Problem statement
Only the line containing "wine and record the coordinates." and the lines after it, through the end of the entries, should be output exactly.

────────────────────────────────────────

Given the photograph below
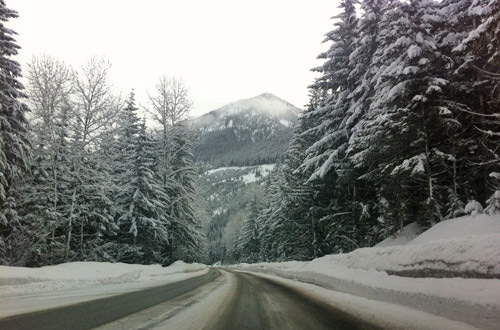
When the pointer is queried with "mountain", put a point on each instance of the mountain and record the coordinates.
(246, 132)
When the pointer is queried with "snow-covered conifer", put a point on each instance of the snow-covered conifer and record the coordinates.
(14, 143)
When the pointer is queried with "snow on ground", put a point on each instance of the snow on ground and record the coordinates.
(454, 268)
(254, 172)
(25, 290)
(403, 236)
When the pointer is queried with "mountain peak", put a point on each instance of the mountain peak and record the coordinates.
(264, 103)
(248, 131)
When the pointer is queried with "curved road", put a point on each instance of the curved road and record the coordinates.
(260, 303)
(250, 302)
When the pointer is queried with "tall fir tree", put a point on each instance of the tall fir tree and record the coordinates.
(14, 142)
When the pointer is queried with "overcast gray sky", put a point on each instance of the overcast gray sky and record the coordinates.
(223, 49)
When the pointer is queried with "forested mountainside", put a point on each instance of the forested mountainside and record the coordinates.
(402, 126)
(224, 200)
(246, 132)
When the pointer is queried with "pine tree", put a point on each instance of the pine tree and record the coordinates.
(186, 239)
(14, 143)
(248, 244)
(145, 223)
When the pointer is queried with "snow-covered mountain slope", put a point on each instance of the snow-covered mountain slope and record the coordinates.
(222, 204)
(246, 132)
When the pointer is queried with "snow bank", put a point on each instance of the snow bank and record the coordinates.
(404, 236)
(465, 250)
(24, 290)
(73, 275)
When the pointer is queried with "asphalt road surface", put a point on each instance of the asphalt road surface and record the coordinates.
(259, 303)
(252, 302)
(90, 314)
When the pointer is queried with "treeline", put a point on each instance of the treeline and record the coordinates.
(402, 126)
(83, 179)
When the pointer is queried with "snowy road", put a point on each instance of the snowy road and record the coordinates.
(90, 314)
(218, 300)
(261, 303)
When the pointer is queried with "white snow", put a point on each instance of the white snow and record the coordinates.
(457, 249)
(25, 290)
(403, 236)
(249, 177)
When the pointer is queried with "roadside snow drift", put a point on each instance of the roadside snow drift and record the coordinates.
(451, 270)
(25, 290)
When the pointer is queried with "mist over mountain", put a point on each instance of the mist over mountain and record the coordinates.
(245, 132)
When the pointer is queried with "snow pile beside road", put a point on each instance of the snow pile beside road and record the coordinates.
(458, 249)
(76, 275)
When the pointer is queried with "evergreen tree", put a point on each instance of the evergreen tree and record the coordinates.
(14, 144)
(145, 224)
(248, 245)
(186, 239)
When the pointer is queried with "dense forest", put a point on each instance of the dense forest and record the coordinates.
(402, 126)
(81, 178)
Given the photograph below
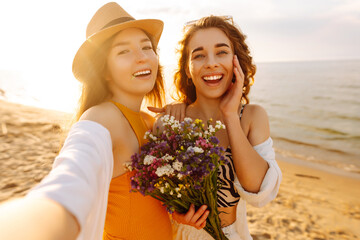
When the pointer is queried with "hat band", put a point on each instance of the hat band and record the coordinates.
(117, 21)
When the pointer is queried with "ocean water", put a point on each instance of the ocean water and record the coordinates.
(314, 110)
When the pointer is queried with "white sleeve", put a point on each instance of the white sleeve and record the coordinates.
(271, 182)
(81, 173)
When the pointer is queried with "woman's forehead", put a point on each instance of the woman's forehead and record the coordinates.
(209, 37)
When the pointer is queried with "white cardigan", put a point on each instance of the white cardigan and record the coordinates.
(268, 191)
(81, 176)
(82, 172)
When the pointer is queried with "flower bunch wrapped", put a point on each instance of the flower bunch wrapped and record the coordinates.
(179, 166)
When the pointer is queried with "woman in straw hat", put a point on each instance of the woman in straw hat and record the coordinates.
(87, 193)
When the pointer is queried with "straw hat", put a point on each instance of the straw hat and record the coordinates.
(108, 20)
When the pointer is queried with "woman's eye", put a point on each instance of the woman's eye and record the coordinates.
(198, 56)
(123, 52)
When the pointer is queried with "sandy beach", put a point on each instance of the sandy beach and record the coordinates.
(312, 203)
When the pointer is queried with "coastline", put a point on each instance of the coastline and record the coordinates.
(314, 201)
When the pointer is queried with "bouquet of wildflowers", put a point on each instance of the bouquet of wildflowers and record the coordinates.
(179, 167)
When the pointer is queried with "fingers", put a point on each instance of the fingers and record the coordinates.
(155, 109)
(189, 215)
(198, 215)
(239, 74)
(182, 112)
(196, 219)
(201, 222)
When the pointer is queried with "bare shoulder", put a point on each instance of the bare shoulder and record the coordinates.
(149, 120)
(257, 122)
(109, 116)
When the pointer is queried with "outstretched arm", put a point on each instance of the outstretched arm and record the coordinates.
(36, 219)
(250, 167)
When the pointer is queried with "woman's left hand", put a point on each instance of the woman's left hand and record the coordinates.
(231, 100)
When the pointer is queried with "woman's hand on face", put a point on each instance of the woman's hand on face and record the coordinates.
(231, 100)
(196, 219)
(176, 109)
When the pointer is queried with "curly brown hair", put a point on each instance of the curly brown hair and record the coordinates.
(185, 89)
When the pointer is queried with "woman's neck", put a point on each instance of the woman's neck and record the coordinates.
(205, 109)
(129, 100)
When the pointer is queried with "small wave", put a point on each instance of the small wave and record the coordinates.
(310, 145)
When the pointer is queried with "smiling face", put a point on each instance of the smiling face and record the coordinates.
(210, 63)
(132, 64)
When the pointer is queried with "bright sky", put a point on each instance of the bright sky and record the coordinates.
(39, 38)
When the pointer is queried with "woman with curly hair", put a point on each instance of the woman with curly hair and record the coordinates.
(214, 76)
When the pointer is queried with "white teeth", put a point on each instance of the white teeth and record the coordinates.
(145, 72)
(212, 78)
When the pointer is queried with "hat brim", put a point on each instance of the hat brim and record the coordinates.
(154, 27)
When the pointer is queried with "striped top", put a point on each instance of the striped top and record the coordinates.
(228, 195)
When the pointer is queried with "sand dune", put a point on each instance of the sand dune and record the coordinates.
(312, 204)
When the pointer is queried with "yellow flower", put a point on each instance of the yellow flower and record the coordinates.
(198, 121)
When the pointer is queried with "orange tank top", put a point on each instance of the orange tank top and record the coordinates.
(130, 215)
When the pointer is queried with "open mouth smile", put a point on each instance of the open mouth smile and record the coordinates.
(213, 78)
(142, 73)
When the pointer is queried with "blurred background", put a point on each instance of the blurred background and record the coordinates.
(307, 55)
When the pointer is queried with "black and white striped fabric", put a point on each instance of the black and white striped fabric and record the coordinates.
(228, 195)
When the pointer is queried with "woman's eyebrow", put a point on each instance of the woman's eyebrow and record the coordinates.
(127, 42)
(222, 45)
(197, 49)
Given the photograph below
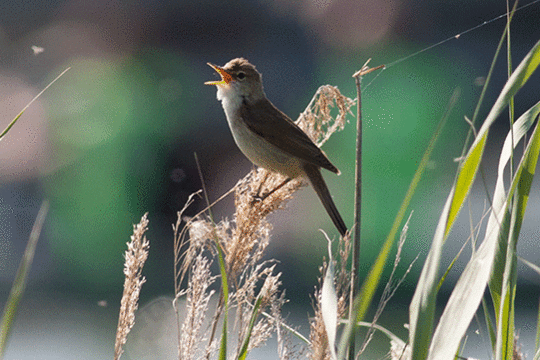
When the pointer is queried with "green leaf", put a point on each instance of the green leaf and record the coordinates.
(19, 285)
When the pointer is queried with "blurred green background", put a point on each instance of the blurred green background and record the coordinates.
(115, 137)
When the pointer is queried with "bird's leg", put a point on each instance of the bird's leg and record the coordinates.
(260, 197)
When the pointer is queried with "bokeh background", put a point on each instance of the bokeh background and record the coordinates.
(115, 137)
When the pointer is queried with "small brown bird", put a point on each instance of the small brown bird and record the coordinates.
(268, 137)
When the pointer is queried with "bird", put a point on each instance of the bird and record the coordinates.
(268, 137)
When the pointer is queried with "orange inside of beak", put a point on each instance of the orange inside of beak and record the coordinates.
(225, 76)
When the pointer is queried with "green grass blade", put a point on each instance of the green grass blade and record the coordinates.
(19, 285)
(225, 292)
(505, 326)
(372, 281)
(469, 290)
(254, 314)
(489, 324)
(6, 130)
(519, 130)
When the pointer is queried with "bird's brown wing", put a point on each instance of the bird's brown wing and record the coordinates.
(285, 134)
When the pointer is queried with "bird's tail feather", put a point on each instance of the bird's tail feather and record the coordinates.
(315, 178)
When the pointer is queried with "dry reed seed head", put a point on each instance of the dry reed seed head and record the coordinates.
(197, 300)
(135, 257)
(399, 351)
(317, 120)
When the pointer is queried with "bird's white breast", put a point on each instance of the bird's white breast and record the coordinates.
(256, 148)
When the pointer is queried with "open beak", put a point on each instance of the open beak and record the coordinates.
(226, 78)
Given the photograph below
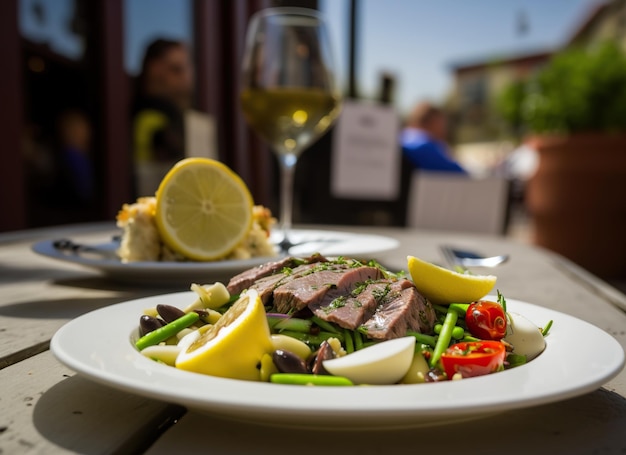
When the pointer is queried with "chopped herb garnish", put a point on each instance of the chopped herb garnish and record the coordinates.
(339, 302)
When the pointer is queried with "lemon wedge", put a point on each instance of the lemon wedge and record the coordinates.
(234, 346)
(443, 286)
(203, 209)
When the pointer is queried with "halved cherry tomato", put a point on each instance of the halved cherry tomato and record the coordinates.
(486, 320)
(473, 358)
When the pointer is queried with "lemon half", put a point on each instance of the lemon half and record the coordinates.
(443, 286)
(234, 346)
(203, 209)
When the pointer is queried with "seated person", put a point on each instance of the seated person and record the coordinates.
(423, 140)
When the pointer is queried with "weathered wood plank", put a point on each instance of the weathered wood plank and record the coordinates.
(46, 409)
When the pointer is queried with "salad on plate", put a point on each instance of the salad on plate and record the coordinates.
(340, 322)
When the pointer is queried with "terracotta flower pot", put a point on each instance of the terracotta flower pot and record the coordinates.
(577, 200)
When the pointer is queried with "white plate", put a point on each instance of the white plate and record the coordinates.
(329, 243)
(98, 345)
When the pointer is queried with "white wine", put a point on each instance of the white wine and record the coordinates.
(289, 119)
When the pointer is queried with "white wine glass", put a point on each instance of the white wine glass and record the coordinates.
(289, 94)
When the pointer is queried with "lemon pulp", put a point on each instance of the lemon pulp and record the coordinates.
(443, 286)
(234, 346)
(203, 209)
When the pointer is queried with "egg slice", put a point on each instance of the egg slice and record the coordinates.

────────────────────────────────────────

Exercise solution
When the pointer is queried with "white wine", put a point on each instance of the white wine and record the coordinates.
(289, 119)
When the pointer is queried with "white wine glass", put a point on each instance of the white wine glass and record the coordinates.
(289, 94)
When the pointer is queried with "lemon pulp", put a point on each instance of the lemon pulp and record the coordinates.
(443, 286)
(234, 346)
(203, 209)
When the pointer is queried with "egg slice", put a point on each instance of the egg slice and record the coordinates.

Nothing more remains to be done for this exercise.